## Work request
Without including any image, repeat every record exactly.

## Working data
|---|
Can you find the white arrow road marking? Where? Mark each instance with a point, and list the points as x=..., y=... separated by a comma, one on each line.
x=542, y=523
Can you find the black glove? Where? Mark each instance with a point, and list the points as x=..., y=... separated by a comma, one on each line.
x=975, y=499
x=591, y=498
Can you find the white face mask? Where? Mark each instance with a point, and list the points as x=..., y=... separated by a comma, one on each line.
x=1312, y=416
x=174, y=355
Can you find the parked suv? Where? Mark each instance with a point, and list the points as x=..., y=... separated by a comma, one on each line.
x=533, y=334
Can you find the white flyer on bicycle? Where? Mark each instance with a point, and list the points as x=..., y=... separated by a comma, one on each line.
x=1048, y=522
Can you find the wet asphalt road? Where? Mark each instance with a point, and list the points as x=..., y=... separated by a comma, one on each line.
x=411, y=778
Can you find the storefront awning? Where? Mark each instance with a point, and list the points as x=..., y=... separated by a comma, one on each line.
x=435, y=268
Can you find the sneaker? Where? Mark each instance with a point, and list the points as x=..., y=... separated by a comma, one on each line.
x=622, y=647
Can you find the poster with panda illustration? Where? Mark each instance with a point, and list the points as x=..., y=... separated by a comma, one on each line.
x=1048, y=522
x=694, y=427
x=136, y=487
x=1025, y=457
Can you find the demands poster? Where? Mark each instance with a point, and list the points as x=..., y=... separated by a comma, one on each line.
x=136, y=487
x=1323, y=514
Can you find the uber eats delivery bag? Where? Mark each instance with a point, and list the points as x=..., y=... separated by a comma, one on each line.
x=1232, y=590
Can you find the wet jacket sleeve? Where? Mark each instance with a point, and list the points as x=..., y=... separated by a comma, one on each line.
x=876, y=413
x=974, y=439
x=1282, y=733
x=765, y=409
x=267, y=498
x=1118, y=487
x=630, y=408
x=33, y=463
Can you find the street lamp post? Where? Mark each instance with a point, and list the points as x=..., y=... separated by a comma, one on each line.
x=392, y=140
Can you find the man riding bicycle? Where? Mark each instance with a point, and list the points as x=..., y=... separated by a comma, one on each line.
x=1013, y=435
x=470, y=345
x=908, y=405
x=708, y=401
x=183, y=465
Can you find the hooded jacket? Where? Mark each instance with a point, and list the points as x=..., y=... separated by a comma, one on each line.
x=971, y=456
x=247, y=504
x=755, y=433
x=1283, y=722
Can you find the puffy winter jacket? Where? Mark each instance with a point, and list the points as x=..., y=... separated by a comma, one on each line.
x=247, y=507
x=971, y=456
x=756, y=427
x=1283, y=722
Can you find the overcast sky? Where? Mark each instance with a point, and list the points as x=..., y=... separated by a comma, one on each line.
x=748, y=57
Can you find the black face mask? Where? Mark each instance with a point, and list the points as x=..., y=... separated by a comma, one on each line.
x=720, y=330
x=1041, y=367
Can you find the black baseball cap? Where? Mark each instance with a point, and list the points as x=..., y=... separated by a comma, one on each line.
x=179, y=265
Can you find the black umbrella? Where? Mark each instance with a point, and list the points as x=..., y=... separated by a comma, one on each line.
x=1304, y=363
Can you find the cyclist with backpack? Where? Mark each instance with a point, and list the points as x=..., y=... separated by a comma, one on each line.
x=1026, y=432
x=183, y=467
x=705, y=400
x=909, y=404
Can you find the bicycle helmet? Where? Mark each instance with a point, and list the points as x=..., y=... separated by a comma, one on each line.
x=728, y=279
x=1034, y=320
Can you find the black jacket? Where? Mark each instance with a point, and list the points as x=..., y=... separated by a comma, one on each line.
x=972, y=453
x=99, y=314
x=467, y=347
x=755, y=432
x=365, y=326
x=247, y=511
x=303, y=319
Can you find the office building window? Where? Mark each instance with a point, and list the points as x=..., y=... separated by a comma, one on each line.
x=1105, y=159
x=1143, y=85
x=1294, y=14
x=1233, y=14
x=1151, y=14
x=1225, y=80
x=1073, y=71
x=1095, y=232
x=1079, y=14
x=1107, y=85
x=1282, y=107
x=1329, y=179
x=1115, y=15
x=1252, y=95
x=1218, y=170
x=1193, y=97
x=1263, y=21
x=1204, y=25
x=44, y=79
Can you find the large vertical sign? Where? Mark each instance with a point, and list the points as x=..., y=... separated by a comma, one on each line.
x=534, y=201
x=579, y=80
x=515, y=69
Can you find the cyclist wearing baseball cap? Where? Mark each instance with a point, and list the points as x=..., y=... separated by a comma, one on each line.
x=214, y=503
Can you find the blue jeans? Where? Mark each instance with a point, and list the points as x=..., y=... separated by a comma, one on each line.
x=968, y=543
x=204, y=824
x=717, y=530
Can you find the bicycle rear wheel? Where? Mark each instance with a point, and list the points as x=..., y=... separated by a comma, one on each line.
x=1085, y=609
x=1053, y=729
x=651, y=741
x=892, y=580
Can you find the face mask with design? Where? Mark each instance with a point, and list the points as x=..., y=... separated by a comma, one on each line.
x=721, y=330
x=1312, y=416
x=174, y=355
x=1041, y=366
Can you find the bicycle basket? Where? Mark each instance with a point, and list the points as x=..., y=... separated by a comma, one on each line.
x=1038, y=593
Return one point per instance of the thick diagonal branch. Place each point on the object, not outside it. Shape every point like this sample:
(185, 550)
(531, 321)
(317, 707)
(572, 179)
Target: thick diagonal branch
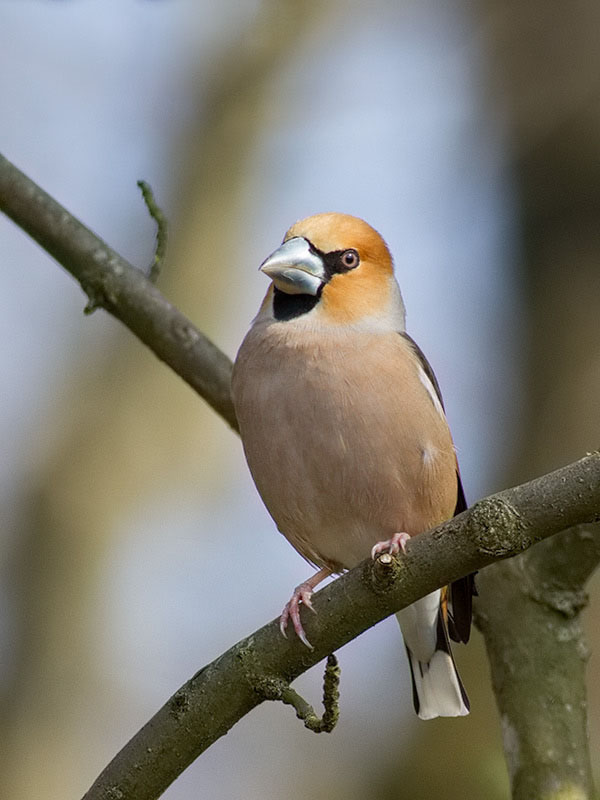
(214, 699)
(113, 283)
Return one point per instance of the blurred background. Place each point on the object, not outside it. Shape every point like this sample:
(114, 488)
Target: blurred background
(133, 546)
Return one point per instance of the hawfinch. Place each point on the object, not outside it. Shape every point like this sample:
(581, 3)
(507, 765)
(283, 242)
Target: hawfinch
(345, 434)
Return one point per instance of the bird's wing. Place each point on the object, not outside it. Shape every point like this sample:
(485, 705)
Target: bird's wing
(462, 591)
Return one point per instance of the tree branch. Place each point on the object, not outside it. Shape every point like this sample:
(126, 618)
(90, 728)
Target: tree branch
(123, 290)
(529, 613)
(258, 667)
(209, 704)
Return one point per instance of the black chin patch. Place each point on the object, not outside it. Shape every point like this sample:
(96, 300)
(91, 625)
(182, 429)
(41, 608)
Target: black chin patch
(289, 306)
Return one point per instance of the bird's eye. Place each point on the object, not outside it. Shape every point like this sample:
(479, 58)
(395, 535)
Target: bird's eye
(350, 259)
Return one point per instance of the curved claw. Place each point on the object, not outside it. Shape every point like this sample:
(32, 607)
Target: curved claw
(392, 546)
(302, 594)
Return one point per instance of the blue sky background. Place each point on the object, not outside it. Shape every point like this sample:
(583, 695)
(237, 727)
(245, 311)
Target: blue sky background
(382, 113)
|---|
## Solved exercise
Can you find the white arrow road marking? Where? Mark each instance with a point, and list the points as x=..., y=... separated by a comma, one on each line.
x=542, y=523
Can you find the black glove? Where? Mark each instance with a point, and list the points as x=..., y=... separated by a comma, one on each line.
x=975, y=499
x=591, y=498
Can you find the white face mask? Where? Mark each instance with a point, and list the points as x=..., y=... separated by a comma, one on each line.
x=1312, y=416
x=174, y=355
Can you find the parked suv? Where? Mark each instance with a point, and list the points as x=..., y=... separated by a comma, one on each line.
x=533, y=334
Can you find the white flyer on bicycle? Where? Mark each instance with a point, and list the points as x=..., y=... separated by a comma, one on each line.
x=1048, y=522
Can you find the wet asphalt road? Where? Mark each instance with a point, and list the points as x=..., y=... separated by a comma, one on each line.
x=411, y=778
Can you find the storefront awning? Where? Mark each instance with a point, and list the points as x=..., y=... separated by a comma, one on each line.
x=435, y=268
Can you find the sneaker? Where? Mark each instance with a point, and list the points as x=..., y=... separated by a comma, one on each line.
x=622, y=647
Can you find the poster with panda illustration? Where? Mark each instance with a point, and list the points as x=..., y=... separated by a comma, one on each line.
x=1048, y=522
x=694, y=427
x=136, y=487
x=1025, y=457
Can you find the demands poster? Where? Mark each instance with a point, and list the points as x=..., y=... separated by a comma, one on each line.
x=136, y=487
x=1323, y=514
Can you find the uber eats delivery bag? Where? Mark each instance with a point, and list the points as x=..., y=... separated by a comma, one on each line.
x=1232, y=590
Can you find the wet jacket sleeve? Where? Mark each instance with a point, and list the points as x=..., y=... separated by a comma, one on each line.
x=876, y=413
x=974, y=439
x=1282, y=733
x=765, y=409
x=267, y=498
x=1118, y=487
x=630, y=408
x=33, y=463
Can you find the street lamp post? Where? Mark each instance with a point, and list the points as x=..., y=... separated by a comma, one on each line.
x=392, y=140
Can you find the man riding bicycle? Where? Mark each instance with a point, and list the points as x=..., y=... separated by a comma, one on each line.
x=1013, y=435
x=470, y=345
x=908, y=405
x=708, y=401
x=183, y=465
Can you find the hooded jacket? Where? Mark each instance with a point, and list the points as x=..., y=... separated by a comma, one on each line.
x=971, y=456
x=247, y=504
x=755, y=433
x=1283, y=722
Can you find the puffy winter jacket? Where? Mark each instance with a point, and list the points as x=..., y=... separated by a comma, one on each line.
x=247, y=507
x=971, y=456
x=756, y=427
x=1283, y=722
Can you find the overcast sky? Where? Mark each instance with a point, and list the points as x=..., y=... separated by a comma, one on each line.
x=748, y=57
Can you find the black face mask? Where? Mark each instance with a point, and list the points as x=..., y=... separated by a comma, one on each line.
x=720, y=330
x=1041, y=367
Can you find the black baseball cap? Where? Mark each instance with a point, and list the points as x=..., y=... separated by a comma, one on each line.
x=179, y=265
Can you find the black umbrella? Where? Mark each instance with a point, and list the points as x=..., y=... separated by a comma, one on each line.
x=1304, y=363
Can you find the cyclist with backpack? Where? Mark each instance with a point, and list the points as x=..., y=... separated by a comma, one on each line.
x=1026, y=432
x=183, y=467
x=705, y=400
x=909, y=404
Can you find the bicycle helmet? Where? Mark each instance with a point, and list the points as x=..., y=... separated by a comma, one on each line.
x=728, y=279
x=1034, y=320
Can you find the black jacket? Where? Mark each instance with a point, and list the points as x=..., y=... separated by a comma, one on each line.
x=972, y=453
x=99, y=314
x=467, y=347
x=755, y=432
x=365, y=326
x=247, y=511
x=303, y=319
Can you find the office building window? Where? Mark each instance with a point, and list the points as x=..., y=... separated by a comma, one on each line.
x=1105, y=159
x=1143, y=85
x=1294, y=14
x=1233, y=14
x=1151, y=14
x=1225, y=80
x=1073, y=71
x=1095, y=232
x=1079, y=14
x=1107, y=85
x=1282, y=107
x=1329, y=179
x=1115, y=15
x=1252, y=95
x=1218, y=170
x=1193, y=97
x=1263, y=21
x=1204, y=25
x=44, y=79
Can you find the large vertical sign? Where? Mark each instance with a point, and list the points as x=..., y=... separated by a comma, one on each line.
x=534, y=201
x=579, y=80
x=515, y=69
Can you find the cyclist wearing baseball cap? Where? Mark each instance with a point, and list the points as x=..., y=... separated by a comma, one on each line.
x=214, y=503
Can you find the blue jeans? Where? Mark each instance with a point, and list the points as x=..., y=... separated by a comma, one on each line.
x=968, y=543
x=204, y=824
x=717, y=530
Can you find the bicycle rear wheel? Where? Mark each instance with a point, and list the points as x=..., y=... separated by a comma, one on each line.
x=1085, y=609
x=1053, y=729
x=651, y=741
x=892, y=580
Can you find the face mask with design? Where? Mark each instance with a point, and list the points as x=..., y=... separated by a comma, one on each line.
x=721, y=330
x=1312, y=416
x=174, y=355
x=1041, y=366
Can you find the bicycle basket? Where? Mark each instance with a point, and list the points as x=..., y=... separated by a comma, one on each line.
x=1038, y=593
Return one point per instance of the thick diagonal branch. Place each point on the object, not outside it. Shape every point like this sample:
(185, 550)
(531, 321)
(317, 707)
(572, 179)
Target: thick diagonal branch
(214, 699)
(113, 283)
Return one point per instance of the blurred background. Place each point on the object, not outside it. Shape every point like this sample:
(114, 488)
Target: blurred background
(133, 546)
Return one point per instance of the hawfinch. Place each point on the object, not outside it. Shape every point like this sample:
(581, 3)
(507, 765)
(283, 242)
Target: hawfinch
(345, 434)
Return one point per instance of the bird's wing. Place each point on the object, not outside it. Shape every point like this sample:
(485, 705)
Target: bird's wing
(462, 591)
Return one point per instance of the tree branch. Place each point on the object, not outside it. Shape every point like this sample:
(126, 618)
(90, 728)
Target: tree branch
(123, 290)
(529, 613)
(258, 667)
(209, 704)
Return one point per instance of the black chin patch. Place each point on the object, not outside it. Shape every point like this sample:
(96, 300)
(91, 625)
(182, 429)
(41, 608)
Target: black chin patch
(289, 306)
Return one point per instance of the bird's eye. Place each point on the object, not outside it. Shape every point like this sample:
(479, 58)
(395, 535)
Target: bird's eye
(350, 259)
Return one point per instance of the curved claw. Place each point on the object, not outside it. Shape every point like this sample:
(32, 607)
Target: curved claw
(392, 546)
(302, 594)
Return one point per instance of the blue sky background. Place each point on the object, not outside it. Shape every point like this sample:
(583, 695)
(237, 727)
(245, 311)
Target: blue sky background
(382, 113)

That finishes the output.